* **Data excerpts**:
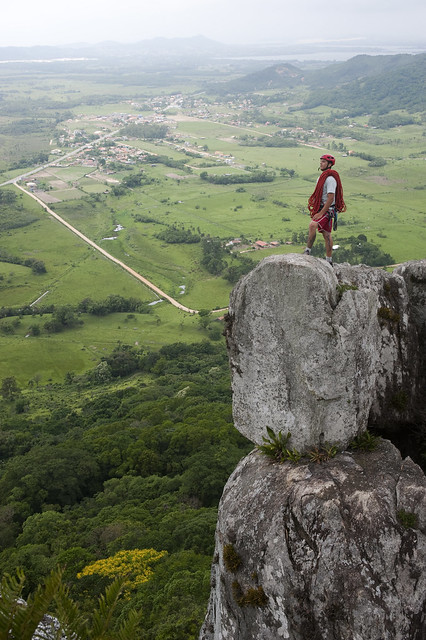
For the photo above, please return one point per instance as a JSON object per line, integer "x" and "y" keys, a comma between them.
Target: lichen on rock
{"x": 320, "y": 352}
{"x": 326, "y": 546}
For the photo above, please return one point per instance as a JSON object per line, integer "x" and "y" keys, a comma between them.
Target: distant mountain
{"x": 361, "y": 84}
{"x": 198, "y": 45}
{"x": 376, "y": 84}
{"x": 278, "y": 76}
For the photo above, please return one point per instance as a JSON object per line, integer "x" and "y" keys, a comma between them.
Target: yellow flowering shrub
{"x": 134, "y": 565}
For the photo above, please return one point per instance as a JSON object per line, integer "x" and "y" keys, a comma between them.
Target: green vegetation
{"x": 231, "y": 559}
{"x": 365, "y": 441}
{"x": 95, "y": 471}
{"x": 253, "y": 597}
{"x": 407, "y": 519}
{"x": 19, "y": 620}
{"x": 276, "y": 447}
{"x": 115, "y": 408}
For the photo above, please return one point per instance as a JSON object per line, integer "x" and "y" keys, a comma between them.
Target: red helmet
{"x": 329, "y": 158}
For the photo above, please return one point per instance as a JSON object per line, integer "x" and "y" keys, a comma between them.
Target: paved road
{"x": 124, "y": 266}
{"x": 55, "y": 162}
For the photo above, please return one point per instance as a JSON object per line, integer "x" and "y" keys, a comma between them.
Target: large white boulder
{"x": 318, "y": 351}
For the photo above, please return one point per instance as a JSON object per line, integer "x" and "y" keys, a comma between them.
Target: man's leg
{"x": 312, "y": 232}
{"x": 328, "y": 245}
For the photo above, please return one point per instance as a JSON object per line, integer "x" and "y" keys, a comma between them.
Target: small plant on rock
{"x": 407, "y": 519}
{"x": 322, "y": 454}
{"x": 275, "y": 446}
{"x": 365, "y": 441}
{"x": 232, "y": 560}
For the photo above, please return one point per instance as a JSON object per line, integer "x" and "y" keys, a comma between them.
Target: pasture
{"x": 385, "y": 203}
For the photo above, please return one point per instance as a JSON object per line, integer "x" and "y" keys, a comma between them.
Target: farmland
{"x": 124, "y": 187}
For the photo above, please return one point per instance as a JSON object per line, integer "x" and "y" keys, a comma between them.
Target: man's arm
{"x": 325, "y": 208}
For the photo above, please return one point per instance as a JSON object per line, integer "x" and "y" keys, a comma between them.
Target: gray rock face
{"x": 320, "y": 552}
{"x": 319, "y": 351}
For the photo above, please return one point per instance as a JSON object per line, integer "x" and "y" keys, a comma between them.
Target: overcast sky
{"x": 50, "y": 22}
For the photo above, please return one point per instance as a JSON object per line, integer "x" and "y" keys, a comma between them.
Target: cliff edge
{"x": 331, "y": 551}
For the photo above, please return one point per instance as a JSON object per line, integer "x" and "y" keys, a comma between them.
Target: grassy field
{"x": 386, "y": 203}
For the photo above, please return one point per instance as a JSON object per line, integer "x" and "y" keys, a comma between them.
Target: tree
{"x": 9, "y": 388}
{"x": 133, "y": 566}
{"x": 22, "y": 620}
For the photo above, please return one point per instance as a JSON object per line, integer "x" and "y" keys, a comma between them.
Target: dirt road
{"x": 124, "y": 266}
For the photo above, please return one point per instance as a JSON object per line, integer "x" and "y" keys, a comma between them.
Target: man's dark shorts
{"x": 325, "y": 223}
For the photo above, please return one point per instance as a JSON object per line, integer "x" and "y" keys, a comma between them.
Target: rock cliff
{"x": 321, "y": 552}
{"x": 319, "y": 352}
{"x": 332, "y": 551}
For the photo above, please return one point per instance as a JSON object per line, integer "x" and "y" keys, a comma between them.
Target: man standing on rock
{"x": 324, "y": 203}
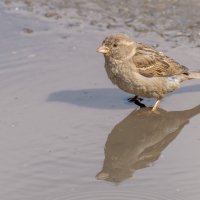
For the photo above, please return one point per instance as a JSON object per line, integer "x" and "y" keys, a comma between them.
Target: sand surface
{"x": 66, "y": 132}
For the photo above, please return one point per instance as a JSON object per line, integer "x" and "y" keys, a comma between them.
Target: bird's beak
{"x": 103, "y": 49}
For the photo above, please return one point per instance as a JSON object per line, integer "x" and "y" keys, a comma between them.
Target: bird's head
{"x": 118, "y": 47}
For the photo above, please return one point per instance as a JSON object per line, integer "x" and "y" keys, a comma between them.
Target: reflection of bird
{"x": 140, "y": 69}
{"x": 139, "y": 139}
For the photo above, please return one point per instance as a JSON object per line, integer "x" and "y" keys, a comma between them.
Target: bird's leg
{"x": 135, "y": 98}
{"x": 156, "y": 105}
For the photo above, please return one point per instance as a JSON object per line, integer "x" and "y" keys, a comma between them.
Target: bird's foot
{"x": 135, "y": 98}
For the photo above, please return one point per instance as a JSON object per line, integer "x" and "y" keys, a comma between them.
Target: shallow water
{"x": 67, "y": 132}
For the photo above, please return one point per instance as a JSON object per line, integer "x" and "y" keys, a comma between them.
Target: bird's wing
{"x": 151, "y": 63}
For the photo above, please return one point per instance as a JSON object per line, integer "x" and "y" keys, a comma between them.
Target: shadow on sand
{"x": 104, "y": 98}
{"x": 138, "y": 140}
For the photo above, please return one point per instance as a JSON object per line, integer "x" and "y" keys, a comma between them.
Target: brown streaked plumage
{"x": 140, "y": 69}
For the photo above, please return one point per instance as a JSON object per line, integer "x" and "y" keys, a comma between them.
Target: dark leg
{"x": 135, "y": 98}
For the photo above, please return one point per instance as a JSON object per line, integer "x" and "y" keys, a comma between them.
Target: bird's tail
{"x": 194, "y": 75}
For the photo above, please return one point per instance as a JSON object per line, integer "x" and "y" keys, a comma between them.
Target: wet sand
{"x": 66, "y": 131}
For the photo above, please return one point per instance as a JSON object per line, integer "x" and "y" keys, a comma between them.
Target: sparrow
{"x": 140, "y": 69}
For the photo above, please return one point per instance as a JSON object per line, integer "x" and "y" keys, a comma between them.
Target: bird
{"x": 140, "y": 69}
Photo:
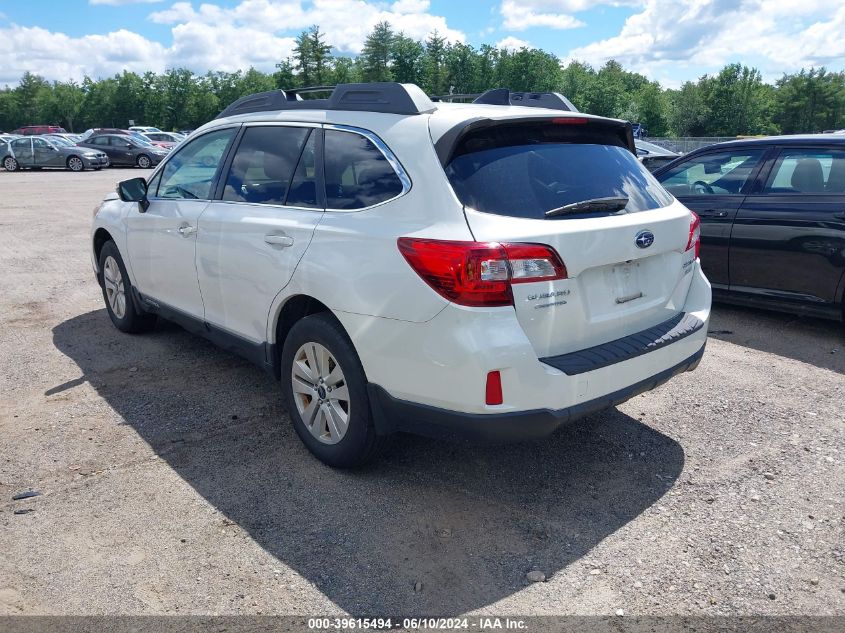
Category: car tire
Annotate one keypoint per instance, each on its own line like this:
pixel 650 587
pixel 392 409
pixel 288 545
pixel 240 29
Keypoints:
pixel 74 163
pixel 340 385
pixel 117 293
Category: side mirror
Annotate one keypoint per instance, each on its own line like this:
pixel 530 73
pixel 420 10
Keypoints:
pixel 134 190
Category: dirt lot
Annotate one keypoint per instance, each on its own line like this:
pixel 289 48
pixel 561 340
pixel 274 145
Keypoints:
pixel 172 481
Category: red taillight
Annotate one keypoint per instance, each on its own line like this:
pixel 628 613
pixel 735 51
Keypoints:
pixel 493 392
pixel 694 240
pixel 480 273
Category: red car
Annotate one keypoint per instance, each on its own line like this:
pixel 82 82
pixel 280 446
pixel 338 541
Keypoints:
pixel 29 130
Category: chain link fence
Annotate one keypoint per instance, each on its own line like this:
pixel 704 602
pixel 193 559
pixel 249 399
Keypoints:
pixel 685 144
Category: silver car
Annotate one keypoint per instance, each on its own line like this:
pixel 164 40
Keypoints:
pixel 35 152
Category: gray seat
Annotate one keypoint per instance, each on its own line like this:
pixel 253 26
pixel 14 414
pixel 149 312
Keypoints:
pixel 808 176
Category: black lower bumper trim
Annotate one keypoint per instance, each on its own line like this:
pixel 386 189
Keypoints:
pixel 627 347
pixel 392 414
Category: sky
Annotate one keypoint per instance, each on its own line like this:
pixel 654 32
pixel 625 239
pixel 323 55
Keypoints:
pixel 670 41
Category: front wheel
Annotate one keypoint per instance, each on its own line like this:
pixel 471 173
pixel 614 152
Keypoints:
pixel 325 391
pixel 117 293
pixel 74 163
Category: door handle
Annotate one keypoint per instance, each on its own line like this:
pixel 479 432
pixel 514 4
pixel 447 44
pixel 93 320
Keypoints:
pixel 279 239
pixel 712 213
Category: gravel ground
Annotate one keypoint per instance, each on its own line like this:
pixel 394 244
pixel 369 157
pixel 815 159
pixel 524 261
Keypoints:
pixel 172 481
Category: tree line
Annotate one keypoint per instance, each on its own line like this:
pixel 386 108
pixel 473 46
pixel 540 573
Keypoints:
pixel 735 101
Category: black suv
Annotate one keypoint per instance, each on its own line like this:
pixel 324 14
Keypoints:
pixel 772 219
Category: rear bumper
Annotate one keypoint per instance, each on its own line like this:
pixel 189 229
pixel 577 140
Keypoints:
pixel 392 414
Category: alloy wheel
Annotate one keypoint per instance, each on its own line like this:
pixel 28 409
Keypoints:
pixel 115 293
pixel 320 393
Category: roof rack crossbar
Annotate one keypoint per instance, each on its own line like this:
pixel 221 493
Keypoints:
pixel 503 96
pixel 386 97
pixel 455 97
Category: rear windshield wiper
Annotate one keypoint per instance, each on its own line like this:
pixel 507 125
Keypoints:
pixel 588 206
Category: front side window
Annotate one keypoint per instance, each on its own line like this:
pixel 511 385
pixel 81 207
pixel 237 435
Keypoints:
pixel 190 172
pixel 264 164
pixel 718 173
pixel 357 174
pixel 808 171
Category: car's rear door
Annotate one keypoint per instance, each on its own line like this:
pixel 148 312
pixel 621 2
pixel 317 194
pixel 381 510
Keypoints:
pixel 45 155
pixel 788 240
pixel 713 183
pixel 253 235
pixel 22 150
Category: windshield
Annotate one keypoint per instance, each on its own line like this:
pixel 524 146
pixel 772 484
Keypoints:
pixel 140 141
pixel 527 174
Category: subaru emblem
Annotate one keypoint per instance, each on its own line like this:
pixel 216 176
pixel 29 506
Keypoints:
pixel 644 239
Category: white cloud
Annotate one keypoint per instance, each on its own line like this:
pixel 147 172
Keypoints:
pixel 208 36
pixel 556 14
pixel 117 3
pixel 345 23
pixel 777 36
pixel 60 57
pixel 512 43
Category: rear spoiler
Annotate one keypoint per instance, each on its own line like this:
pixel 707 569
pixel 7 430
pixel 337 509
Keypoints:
pixel 448 143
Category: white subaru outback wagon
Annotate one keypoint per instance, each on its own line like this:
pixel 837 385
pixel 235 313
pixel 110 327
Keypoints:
pixel 491 269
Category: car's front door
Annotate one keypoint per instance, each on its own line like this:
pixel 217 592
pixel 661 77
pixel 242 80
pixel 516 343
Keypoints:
pixel 788 239
pixel 22 149
pixel 252 238
pixel 713 184
pixel 162 240
pixel 121 150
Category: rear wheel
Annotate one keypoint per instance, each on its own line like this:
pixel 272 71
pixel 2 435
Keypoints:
pixel 325 391
pixel 74 163
pixel 117 293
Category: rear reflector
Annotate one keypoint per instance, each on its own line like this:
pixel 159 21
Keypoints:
pixel 694 240
pixel 494 388
pixel 480 273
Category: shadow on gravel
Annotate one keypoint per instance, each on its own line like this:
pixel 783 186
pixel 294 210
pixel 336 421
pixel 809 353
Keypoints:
pixel 466 522
pixel 814 341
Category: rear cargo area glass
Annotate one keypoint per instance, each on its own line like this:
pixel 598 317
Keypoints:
pixel 525 170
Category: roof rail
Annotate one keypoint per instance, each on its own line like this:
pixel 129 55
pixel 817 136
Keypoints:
pixel 503 96
pixel 387 97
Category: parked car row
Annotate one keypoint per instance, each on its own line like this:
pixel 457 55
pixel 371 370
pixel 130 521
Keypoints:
pixel 95 149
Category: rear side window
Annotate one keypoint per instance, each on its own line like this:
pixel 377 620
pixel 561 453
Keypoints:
pixel 357 174
pixel 808 171
pixel 526 170
pixel 264 164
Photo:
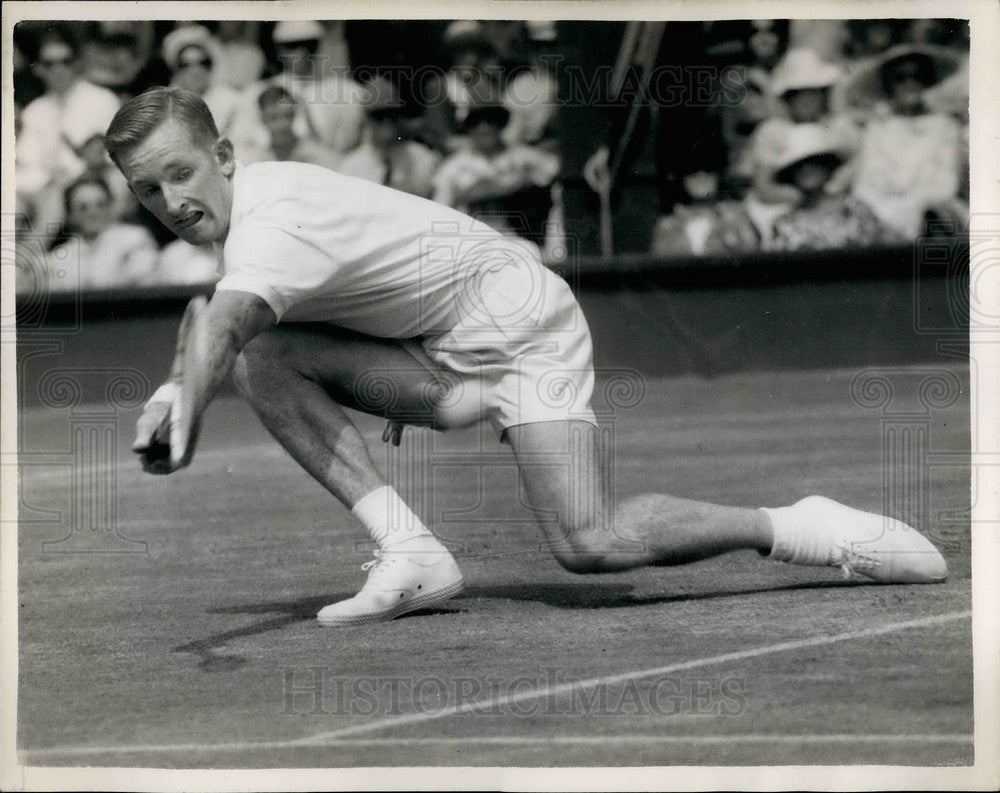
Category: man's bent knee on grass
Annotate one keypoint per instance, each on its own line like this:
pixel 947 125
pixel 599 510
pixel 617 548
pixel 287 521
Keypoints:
pixel 327 279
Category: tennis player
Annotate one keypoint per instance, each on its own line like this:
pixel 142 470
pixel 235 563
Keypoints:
pixel 338 292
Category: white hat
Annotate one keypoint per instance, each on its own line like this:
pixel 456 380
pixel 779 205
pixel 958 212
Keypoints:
pixel 541 29
pixel 805 141
pixel 803 68
pixel 187 36
pixel 462 28
pixel 297 30
pixel 866 87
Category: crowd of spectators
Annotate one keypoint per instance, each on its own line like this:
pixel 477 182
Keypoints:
pixel 817 134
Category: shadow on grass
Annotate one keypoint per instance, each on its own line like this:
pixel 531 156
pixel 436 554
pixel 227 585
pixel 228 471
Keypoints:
pixel 563 596
pixel 291 612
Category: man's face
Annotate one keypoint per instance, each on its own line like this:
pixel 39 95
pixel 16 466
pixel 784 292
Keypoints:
pixel 811 175
pixel 89 210
pixel 906 87
pixel 298 57
pixel 807 104
pixel 56 66
pixel 278 118
pixel 187 186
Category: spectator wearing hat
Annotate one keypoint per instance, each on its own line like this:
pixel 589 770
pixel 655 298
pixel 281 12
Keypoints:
pixel 531 92
pixel 98 165
pixel 278 109
pixel 101 253
pixel 385 156
pixel 820 219
pixel 509 188
pixel 329 102
pixel 700 223
pixel 241 61
pixel 912 161
pixel 120 56
pixel 191 54
pixel 474 76
pixel 55 127
pixel 802 82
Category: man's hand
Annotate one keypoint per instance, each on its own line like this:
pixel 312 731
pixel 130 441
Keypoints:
pixel 210 337
pixel 597 172
pixel 152 431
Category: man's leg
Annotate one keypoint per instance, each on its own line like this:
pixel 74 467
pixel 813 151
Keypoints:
pixel 297 379
pixel 562 474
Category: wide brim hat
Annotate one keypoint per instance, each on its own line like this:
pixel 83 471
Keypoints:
pixel 802 69
pixel 297 30
pixel 187 36
pixel 489 112
pixel 866 86
pixel 804 142
pixel 381 96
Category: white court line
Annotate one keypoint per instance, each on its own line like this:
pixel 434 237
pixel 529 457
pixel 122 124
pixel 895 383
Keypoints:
pixel 541 740
pixel 336 737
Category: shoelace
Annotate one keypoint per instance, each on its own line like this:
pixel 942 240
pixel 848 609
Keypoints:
pixel 372 562
pixel 854 561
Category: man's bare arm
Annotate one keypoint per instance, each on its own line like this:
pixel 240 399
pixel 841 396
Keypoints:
pixel 227 324
pixel 231 319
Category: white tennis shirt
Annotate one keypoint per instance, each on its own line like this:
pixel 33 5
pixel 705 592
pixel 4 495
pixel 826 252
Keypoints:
pixel 319 246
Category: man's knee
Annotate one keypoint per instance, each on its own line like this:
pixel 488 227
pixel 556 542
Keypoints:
pixel 589 551
pixel 259 359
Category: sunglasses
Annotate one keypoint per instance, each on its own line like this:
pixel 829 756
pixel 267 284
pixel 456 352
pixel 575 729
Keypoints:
pixel 310 45
pixel 87 206
pixel 49 63
pixel 204 63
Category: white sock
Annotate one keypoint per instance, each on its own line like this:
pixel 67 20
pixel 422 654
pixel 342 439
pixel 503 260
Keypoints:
pixel 799 535
pixel 388 520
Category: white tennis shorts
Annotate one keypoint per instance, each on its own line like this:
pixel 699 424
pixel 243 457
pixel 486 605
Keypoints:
pixel 521 352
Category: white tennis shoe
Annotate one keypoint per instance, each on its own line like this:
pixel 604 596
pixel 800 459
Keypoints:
pixel 414 574
pixel 819 531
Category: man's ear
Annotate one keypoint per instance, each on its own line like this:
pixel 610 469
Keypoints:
pixel 224 155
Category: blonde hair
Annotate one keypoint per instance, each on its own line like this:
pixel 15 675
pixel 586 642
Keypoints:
pixel 137 118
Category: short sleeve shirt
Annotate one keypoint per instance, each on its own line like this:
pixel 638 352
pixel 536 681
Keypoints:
pixel 319 246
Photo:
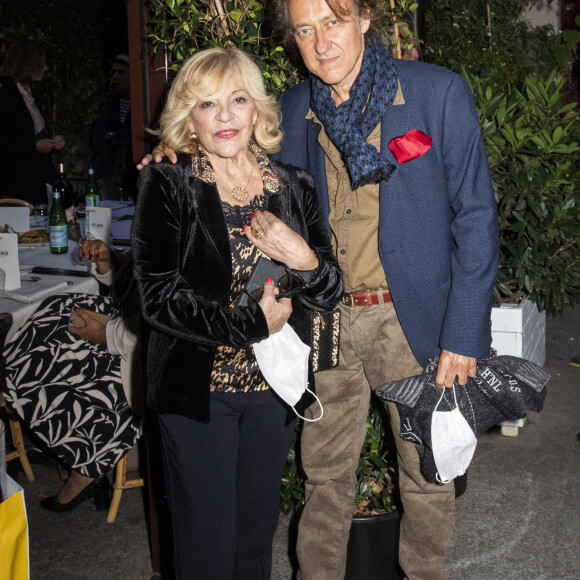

* **The problem**:
Copy the lines of the data above exactly as written, beginning with the line containing "pixel 242 80" and ending with the line containing "pixel 2 435", and leave out all other lines.

* **Response area**:
pixel 242 80
pixel 516 343
Keypoints:
pixel 788 239
pixel 22 149
pixel 252 238
pixel 713 184
pixel 162 240
pixel 121 150
Category: rear wheel
Annotate one keypoint per instance, each on its own line like this:
pixel 272 71
pixel 2 435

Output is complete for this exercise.